Source data.
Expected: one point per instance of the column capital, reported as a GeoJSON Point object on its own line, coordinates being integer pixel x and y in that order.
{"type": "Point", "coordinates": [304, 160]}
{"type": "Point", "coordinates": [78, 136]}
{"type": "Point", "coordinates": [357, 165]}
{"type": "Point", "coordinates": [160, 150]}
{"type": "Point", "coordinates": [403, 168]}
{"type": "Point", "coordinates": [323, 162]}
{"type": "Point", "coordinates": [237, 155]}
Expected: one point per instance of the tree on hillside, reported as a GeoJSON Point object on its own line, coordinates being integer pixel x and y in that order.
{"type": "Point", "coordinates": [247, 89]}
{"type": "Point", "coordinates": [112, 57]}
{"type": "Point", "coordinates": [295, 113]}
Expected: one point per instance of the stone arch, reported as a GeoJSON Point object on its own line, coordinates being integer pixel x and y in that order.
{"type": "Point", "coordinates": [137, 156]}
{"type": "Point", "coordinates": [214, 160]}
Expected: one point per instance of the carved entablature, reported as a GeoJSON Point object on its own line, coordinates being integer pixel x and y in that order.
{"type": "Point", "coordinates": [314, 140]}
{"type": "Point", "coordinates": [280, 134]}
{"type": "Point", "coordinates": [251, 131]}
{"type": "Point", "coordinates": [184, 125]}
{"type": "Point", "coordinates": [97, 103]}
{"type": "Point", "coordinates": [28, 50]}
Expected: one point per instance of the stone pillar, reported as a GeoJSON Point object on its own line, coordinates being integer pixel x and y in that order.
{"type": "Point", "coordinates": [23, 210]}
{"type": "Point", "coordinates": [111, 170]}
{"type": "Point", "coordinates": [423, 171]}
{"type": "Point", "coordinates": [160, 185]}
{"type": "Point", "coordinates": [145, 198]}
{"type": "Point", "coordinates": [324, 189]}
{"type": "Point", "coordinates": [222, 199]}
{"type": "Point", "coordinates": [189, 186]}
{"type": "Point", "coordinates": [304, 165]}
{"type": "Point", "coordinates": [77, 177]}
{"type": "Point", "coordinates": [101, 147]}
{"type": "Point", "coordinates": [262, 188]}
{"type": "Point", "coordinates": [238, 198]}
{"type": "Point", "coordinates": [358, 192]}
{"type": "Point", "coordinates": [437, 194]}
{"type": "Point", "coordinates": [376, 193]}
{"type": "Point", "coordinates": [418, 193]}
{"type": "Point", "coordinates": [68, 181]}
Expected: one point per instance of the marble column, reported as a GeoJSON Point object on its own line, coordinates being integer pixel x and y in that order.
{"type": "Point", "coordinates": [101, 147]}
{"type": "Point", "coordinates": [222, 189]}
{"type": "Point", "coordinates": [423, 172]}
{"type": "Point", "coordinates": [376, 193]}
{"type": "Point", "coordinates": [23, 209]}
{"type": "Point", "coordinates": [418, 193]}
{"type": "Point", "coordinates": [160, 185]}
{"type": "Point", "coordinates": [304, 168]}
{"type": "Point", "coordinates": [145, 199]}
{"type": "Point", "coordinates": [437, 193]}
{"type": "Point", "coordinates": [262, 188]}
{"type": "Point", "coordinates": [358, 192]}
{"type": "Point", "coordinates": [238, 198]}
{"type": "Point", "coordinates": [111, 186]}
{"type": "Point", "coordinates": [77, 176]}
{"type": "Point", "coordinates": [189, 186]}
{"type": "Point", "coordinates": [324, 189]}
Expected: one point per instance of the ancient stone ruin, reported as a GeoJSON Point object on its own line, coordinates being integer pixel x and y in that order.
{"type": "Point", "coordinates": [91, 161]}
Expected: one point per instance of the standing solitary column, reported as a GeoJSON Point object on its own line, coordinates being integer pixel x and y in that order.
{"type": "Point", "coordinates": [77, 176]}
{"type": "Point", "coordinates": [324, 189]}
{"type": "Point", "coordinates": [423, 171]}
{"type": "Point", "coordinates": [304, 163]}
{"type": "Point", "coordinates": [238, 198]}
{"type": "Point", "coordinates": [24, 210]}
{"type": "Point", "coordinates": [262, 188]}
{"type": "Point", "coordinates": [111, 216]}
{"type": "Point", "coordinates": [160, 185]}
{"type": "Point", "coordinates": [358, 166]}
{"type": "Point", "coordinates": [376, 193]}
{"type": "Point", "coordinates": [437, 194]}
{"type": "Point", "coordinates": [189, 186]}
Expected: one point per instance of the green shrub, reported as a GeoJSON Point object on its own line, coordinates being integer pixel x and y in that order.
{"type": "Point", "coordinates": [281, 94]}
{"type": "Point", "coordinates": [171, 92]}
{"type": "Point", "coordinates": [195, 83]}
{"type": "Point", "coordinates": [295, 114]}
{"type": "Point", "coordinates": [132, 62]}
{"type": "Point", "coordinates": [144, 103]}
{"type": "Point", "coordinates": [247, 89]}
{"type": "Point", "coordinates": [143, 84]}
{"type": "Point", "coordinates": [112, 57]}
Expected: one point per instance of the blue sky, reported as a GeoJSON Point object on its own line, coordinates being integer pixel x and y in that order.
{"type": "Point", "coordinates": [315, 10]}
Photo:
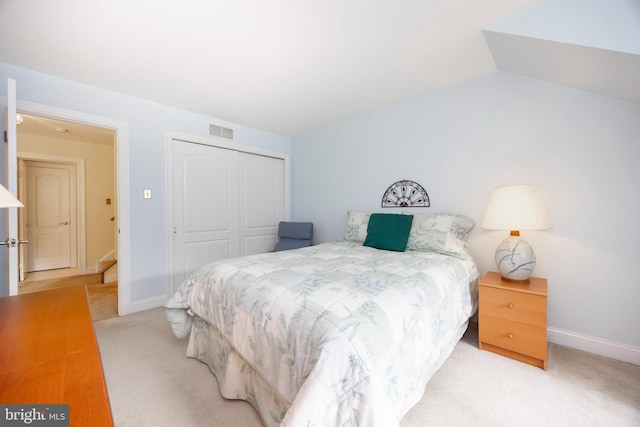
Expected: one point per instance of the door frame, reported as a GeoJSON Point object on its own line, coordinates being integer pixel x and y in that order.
{"type": "Point", "coordinates": [219, 142]}
{"type": "Point", "coordinates": [121, 148]}
{"type": "Point", "coordinates": [80, 250]}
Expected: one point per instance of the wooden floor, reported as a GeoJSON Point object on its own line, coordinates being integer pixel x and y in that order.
{"type": "Point", "coordinates": [103, 297]}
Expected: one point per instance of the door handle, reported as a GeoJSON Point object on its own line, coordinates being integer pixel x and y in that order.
{"type": "Point", "coordinates": [12, 242]}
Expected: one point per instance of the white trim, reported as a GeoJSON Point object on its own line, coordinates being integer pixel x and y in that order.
{"type": "Point", "coordinates": [170, 287]}
{"type": "Point", "coordinates": [81, 235]}
{"type": "Point", "coordinates": [121, 147]}
{"type": "Point", "coordinates": [610, 349]}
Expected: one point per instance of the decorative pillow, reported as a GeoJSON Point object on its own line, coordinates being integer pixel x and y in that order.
{"type": "Point", "coordinates": [356, 229]}
{"type": "Point", "coordinates": [388, 231]}
{"type": "Point", "coordinates": [442, 233]}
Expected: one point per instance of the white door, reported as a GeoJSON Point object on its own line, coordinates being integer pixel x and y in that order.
{"type": "Point", "coordinates": [23, 252]}
{"type": "Point", "coordinates": [205, 206]}
{"type": "Point", "coordinates": [11, 214]}
{"type": "Point", "coordinates": [49, 216]}
{"type": "Point", "coordinates": [261, 182]}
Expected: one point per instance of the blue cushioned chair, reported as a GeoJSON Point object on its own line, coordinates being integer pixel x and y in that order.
{"type": "Point", "coordinates": [294, 235]}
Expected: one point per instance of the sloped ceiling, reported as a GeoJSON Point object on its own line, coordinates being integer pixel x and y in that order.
{"type": "Point", "coordinates": [587, 44]}
{"type": "Point", "coordinates": [292, 66]}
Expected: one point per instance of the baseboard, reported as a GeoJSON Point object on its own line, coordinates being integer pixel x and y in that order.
{"type": "Point", "coordinates": [146, 304]}
{"type": "Point", "coordinates": [613, 350]}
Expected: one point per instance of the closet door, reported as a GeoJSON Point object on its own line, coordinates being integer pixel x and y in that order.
{"type": "Point", "coordinates": [205, 206]}
{"type": "Point", "coordinates": [261, 189]}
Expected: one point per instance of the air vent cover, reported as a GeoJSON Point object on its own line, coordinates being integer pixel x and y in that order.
{"type": "Point", "coordinates": [216, 130]}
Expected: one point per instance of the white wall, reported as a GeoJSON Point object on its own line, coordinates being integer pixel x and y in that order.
{"type": "Point", "coordinates": [580, 150]}
{"type": "Point", "coordinates": [147, 124]}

Problem to solve.
Start at the first line and set down all of the data exactly, passing over the pictures.

Result of this exercise.
Expected: one point per instance of the column capital, reported as a GeoJSON Point object on its own line, coordinates being integer pixel x and y in that order.
{"type": "Point", "coordinates": [304, 160]}
{"type": "Point", "coordinates": [78, 136]}
{"type": "Point", "coordinates": [357, 165]}
{"type": "Point", "coordinates": [160, 150]}
{"type": "Point", "coordinates": [403, 168]}
{"type": "Point", "coordinates": [323, 162]}
{"type": "Point", "coordinates": [237, 155]}
Expected: one point per instance of the tree on hillside, reported as a GeoJSON Point object on its own line, coordinates being integer pixel x and y in that order.
{"type": "Point", "coordinates": [247, 89]}
{"type": "Point", "coordinates": [112, 57]}
{"type": "Point", "coordinates": [295, 113]}
Expected: one point per instance of the stone arch, reported as a GeoJSON Point object on its own line, coordinates being integer pixel x and y in that order.
{"type": "Point", "coordinates": [137, 156]}
{"type": "Point", "coordinates": [214, 160]}
Expected: one point per instance of the carved entablature, reported as a GeoJSON Point object on its own line, coordinates being integer pixel x and y in that order.
{"type": "Point", "coordinates": [314, 140]}
{"type": "Point", "coordinates": [280, 134]}
{"type": "Point", "coordinates": [251, 131]}
{"type": "Point", "coordinates": [184, 125]}
{"type": "Point", "coordinates": [97, 103]}
{"type": "Point", "coordinates": [28, 50]}
Expected: one point per instance of the stone pillar, reported as a GeoJSON Point object on its own line, coordinates being integer pixel x and y in that order.
{"type": "Point", "coordinates": [23, 210]}
{"type": "Point", "coordinates": [111, 170]}
{"type": "Point", "coordinates": [423, 171]}
{"type": "Point", "coordinates": [160, 185]}
{"type": "Point", "coordinates": [145, 198]}
{"type": "Point", "coordinates": [324, 189]}
{"type": "Point", "coordinates": [222, 199]}
{"type": "Point", "coordinates": [189, 186]}
{"type": "Point", "coordinates": [304, 165]}
{"type": "Point", "coordinates": [77, 177]}
{"type": "Point", "coordinates": [101, 147]}
{"type": "Point", "coordinates": [262, 188]}
{"type": "Point", "coordinates": [238, 198]}
{"type": "Point", "coordinates": [358, 192]}
{"type": "Point", "coordinates": [437, 194]}
{"type": "Point", "coordinates": [376, 193]}
{"type": "Point", "coordinates": [418, 193]}
{"type": "Point", "coordinates": [68, 181]}
Expected: one point per instance of the marble column, reported as a GeoJSON Point object on its own line, coordinates being integer pixel x and y in that order.
{"type": "Point", "coordinates": [101, 147]}
{"type": "Point", "coordinates": [222, 189]}
{"type": "Point", "coordinates": [423, 172]}
{"type": "Point", "coordinates": [376, 193]}
{"type": "Point", "coordinates": [23, 209]}
{"type": "Point", "coordinates": [418, 193]}
{"type": "Point", "coordinates": [160, 185]}
{"type": "Point", "coordinates": [304, 168]}
{"type": "Point", "coordinates": [145, 199]}
{"type": "Point", "coordinates": [437, 193]}
{"type": "Point", "coordinates": [262, 188]}
{"type": "Point", "coordinates": [358, 192]}
{"type": "Point", "coordinates": [238, 198]}
{"type": "Point", "coordinates": [111, 186]}
{"type": "Point", "coordinates": [77, 176]}
{"type": "Point", "coordinates": [189, 186]}
{"type": "Point", "coordinates": [324, 189]}
Expected: one point per instance of the ancient stone ruin, reported as a GeoJSON Point object on its own line, coordinates being integer pixel x and y in that order.
{"type": "Point", "coordinates": [91, 161]}
Expected: one point per instance of the standing solitary column, reported as a GeoJSON Point object on its own line, coordinates being integer pixel x and y in that order.
{"type": "Point", "coordinates": [77, 176]}
{"type": "Point", "coordinates": [324, 189]}
{"type": "Point", "coordinates": [423, 171]}
{"type": "Point", "coordinates": [304, 163]}
{"type": "Point", "coordinates": [238, 198]}
{"type": "Point", "coordinates": [24, 210]}
{"type": "Point", "coordinates": [262, 188]}
{"type": "Point", "coordinates": [111, 216]}
{"type": "Point", "coordinates": [160, 185]}
{"type": "Point", "coordinates": [358, 166]}
{"type": "Point", "coordinates": [376, 193]}
{"type": "Point", "coordinates": [437, 194]}
{"type": "Point", "coordinates": [189, 186]}
Expected: one point per instance of the green shrub, reported as a GeoJSON Point object on its own line, coordinates being integer pixel x and y in that order.
{"type": "Point", "coordinates": [281, 94]}
{"type": "Point", "coordinates": [171, 92]}
{"type": "Point", "coordinates": [195, 83]}
{"type": "Point", "coordinates": [295, 114]}
{"type": "Point", "coordinates": [132, 62]}
{"type": "Point", "coordinates": [144, 103]}
{"type": "Point", "coordinates": [247, 89]}
{"type": "Point", "coordinates": [143, 84]}
{"type": "Point", "coordinates": [112, 57]}
Expected: one point per instance of the blue sky, reported as a GeoJSON Point object on its own line, coordinates being integer pixel x and y in that order.
{"type": "Point", "coordinates": [315, 10]}
Photo:
Expected: one point per instance of the door frame, reported as a GeoJSON Point object on its own line, coordinates being integer pixel x and y in that order.
{"type": "Point", "coordinates": [219, 142]}
{"type": "Point", "coordinates": [121, 148]}
{"type": "Point", "coordinates": [80, 250]}
Expected: one point per instance of the wooden floor, reported as a GeoJSON Point object on its own line, coordinates being integer pixel x and y in that order.
{"type": "Point", "coordinates": [103, 297]}
Expected: one point per instance of the door handle, reported as a GeoJSON Point object on its own line, coordinates being integer pixel x and y in that order.
{"type": "Point", "coordinates": [12, 242]}
Expected: one point per instance of the white trim, reported as a GeoJSON Point object on its own line, coordinates being integer pixel x and y in that order.
{"type": "Point", "coordinates": [170, 287]}
{"type": "Point", "coordinates": [81, 235]}
{"type": "Point", "coordinates": [121, 147]}
{"type": "Point", "coordinates": [610, 349]}
Expected: one point per instance of the decorative pillow, reported as a GeoJSON Point object on its own line, coordinates being integer pixel x and y in that order.
{"type": "Point", "coordinates": [356, 229]}
{"type": "Point", "coordinates": [388, 231]}
{"type": "Point", "coordinates": [442, 233]}
Expected: one point per instance of the white door, reported as a GeoJSON Point object on its own line, coordinates being integer pixel x and y in that order.
{"type": "Point", "coordinates": [23, 252]}
{"type": "Point", "coordinates": [205, 206]}
{"type": "Point", "coordinates": [11, 214]}
{"type": "Point", "coordinates": [49, 216]}
{"type": "Point", "coordinates": [261, 182]}
Expected: one point per instance of the blue cushioned chair, reported as a GeoJSON Point object on its own line, coordinates being integer pixel x and y in that order.
{"type": "Point", "coordinates": [294, 235]}
Expected: one point per instance of the sloped ceiling, reported as a GeoJSON Point object on its own line, coordinates being integer pixel x and y in that order.
{"type": "Point", "coordinates": [587, 44]}
{"type": "Point", "coordinates": [292, 66]}
Expected: one point per instance of the baseboard, reported as a GeoJSON Point object on its own line, coordinates being integer pixel x and y in that order.
{"type": "Point", "coordinates": [146, 304]}
{"type": "Point", "coordinates": [613, 350]}
Expected: one point per instance of the closet door, reported as a GeoJSON Point object on its own line, coordinates being integer pixel x and y in that order.
{"type": "Point", "coordinates": [205, 206]}
{"type": "Point", "coordinates": [261, 189]}
Expected: one point per instance of the air vent cover, reported as a GeoJSON Point object on its own line, coordinates being integer pixel x and y in that order.
{"type": "Point", "coordinates": [216, 130]}
Expected: one point per instance of the white wall, reported as a GeoJSON Point object on its own line, coordinates being integer pixel x and y in that order.
{"type": "Point", "coordinates": [580, 150]}
{"type": "Point", "coordinates": [147, 124]}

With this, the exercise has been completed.